_Instructions to follow:_ According to the hint in the forum thread below, what is the hypotenuse of a 45/45/90 degree triangle always equal to?

_Text section:_
Question

Still need some more help!..
Sorry, but I have just a few more I believe!

Answer 1

@whpalmer4 @Compassionate

Answer 2

And anyone else that can help!!!

Answer 3

please post the questions, then tag, not the other way around, thanks :-)

Answer 4

sorry. Still new to this...
~
A square with a side of 20 is decreased to a side of 16. By how much is the diagonal decreased?

Answer 5

Okay, our first square is 20 x 20. What is the diagonal?

Draw a picture:

Answer 6

Use the Pythagorean theorem: \[a^2+b^2=c^2\]\[a=20,b=20\]\[20^2+20^2=c^2\]\[2*20^2 = c^2\]Take the square root of both sides:\[\sqrt{2*20^2}=\sqrt{c^2}\]We know \(c\) is positive, so we can simplify that to:\[20\sqrt{2} = c\]

Answer 7

okay

Answer 8

New square has the sides of length 16 instead of 20. What will \(c=\)

Answer 9

Hint: in a 45/45/90 degree triangle such as we have here, the hypotenuse is always \(s\sqrt{2}\) where \(s\) is the side length

Answer 10

16sqrt2

Answer 11

Right. So how much did the diagonal decrease when the side length went from 20 to 16?

Answer 12

4 sqrt 2

Answer 13

There you go!

Answer 14

THANK YOU! I have a few more..
Do you feel like helping? If not I understand

Answer 15

if I didn't feel like helping, why would I hang out here? :-)

Answer 16

Haha. true.
THANK YOU!

~Simplify SQRT75x-SQRT3x+SQRT12x

Answer 17

\[\sqrt{75x} - \sqrt{3x} + \sqrt{12x}\]Is that it?

(Coordinate labeling data)
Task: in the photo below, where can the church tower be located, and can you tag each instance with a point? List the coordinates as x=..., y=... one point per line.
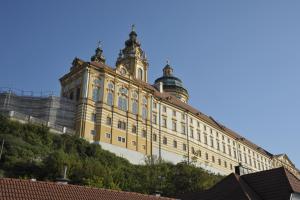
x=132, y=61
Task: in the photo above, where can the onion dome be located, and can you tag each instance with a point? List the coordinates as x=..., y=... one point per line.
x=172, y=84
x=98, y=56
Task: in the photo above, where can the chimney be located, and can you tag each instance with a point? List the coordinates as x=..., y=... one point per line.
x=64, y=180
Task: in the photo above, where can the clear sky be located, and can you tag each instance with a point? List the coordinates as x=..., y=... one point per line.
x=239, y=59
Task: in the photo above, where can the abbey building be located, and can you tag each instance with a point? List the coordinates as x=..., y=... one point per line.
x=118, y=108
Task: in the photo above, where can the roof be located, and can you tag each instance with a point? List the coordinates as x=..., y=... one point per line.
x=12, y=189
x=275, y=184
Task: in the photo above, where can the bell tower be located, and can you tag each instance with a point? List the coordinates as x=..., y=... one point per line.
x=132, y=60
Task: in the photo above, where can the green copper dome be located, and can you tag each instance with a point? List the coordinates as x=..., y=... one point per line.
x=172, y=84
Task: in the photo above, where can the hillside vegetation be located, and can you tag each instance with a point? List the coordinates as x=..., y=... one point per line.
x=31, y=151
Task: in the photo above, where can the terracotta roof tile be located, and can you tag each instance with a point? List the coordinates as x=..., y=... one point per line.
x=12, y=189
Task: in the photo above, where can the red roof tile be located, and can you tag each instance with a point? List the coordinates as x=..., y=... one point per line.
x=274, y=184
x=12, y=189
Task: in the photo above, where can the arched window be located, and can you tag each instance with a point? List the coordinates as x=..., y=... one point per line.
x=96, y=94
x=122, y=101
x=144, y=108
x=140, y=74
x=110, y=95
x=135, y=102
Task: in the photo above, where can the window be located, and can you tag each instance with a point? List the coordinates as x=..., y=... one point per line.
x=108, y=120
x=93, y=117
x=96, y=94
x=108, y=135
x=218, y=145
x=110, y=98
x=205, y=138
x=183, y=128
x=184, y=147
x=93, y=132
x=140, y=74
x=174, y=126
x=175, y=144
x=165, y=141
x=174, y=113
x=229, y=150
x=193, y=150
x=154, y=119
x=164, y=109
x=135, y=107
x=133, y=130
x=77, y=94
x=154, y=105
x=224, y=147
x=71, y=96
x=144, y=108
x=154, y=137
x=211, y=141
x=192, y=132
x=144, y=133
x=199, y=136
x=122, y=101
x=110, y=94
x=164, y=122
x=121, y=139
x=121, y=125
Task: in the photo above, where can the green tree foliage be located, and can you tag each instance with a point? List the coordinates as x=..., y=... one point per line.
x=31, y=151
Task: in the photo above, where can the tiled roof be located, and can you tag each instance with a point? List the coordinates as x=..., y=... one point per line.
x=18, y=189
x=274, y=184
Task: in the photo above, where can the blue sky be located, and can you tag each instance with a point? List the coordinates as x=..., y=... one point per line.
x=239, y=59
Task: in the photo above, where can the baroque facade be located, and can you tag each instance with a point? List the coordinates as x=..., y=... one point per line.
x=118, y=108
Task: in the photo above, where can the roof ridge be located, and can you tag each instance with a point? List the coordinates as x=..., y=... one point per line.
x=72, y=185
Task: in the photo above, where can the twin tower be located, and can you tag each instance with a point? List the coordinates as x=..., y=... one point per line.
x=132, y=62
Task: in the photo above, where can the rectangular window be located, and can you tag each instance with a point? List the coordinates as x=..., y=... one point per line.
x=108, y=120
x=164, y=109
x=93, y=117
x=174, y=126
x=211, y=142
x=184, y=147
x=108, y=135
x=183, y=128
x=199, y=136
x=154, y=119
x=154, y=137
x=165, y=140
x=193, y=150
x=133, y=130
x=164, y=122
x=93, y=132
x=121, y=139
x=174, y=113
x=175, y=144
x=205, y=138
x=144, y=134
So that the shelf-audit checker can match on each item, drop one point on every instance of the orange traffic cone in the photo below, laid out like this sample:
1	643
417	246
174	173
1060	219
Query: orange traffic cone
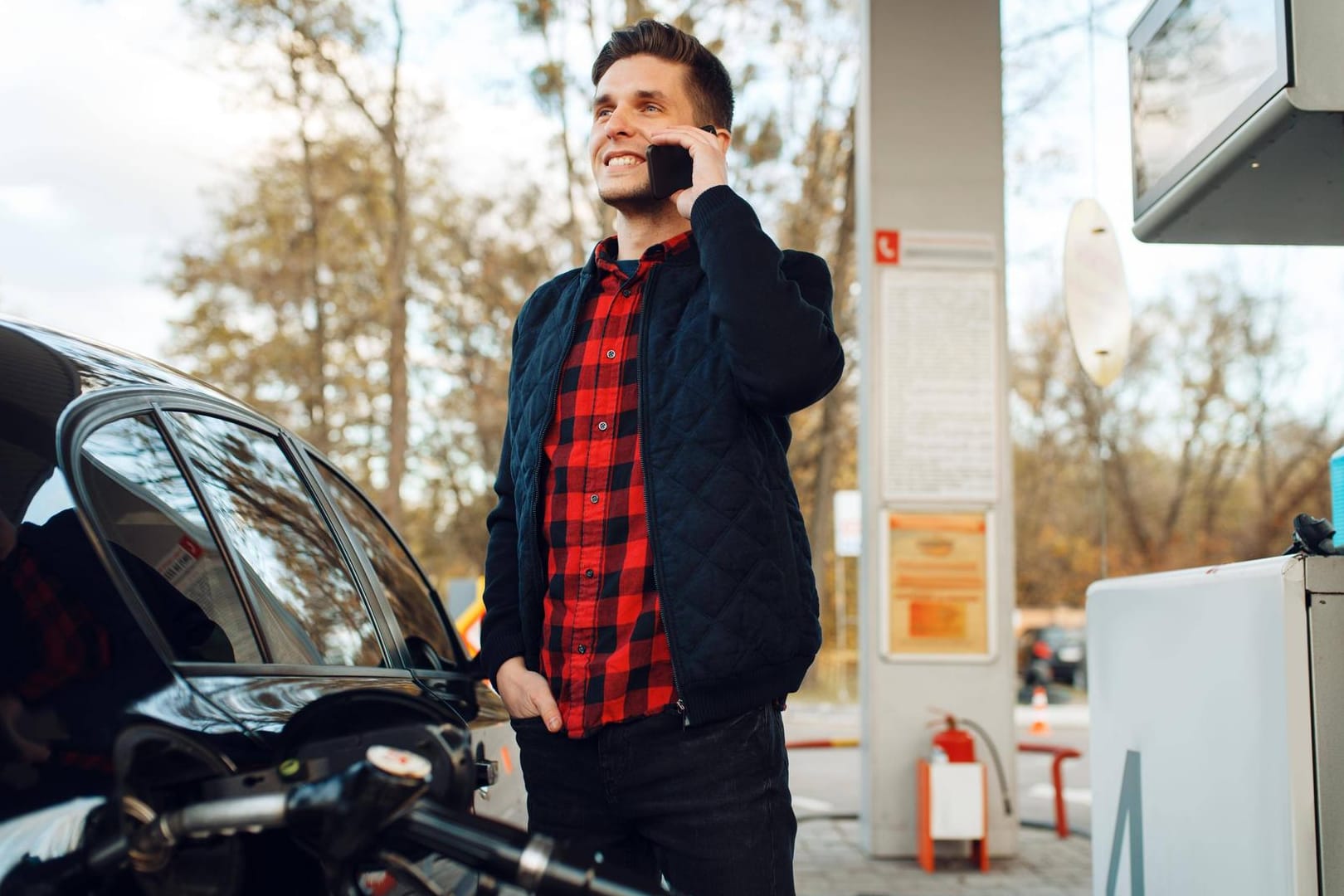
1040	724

_Answer below:_ The hypotenuse is always s√2, where s is the side length.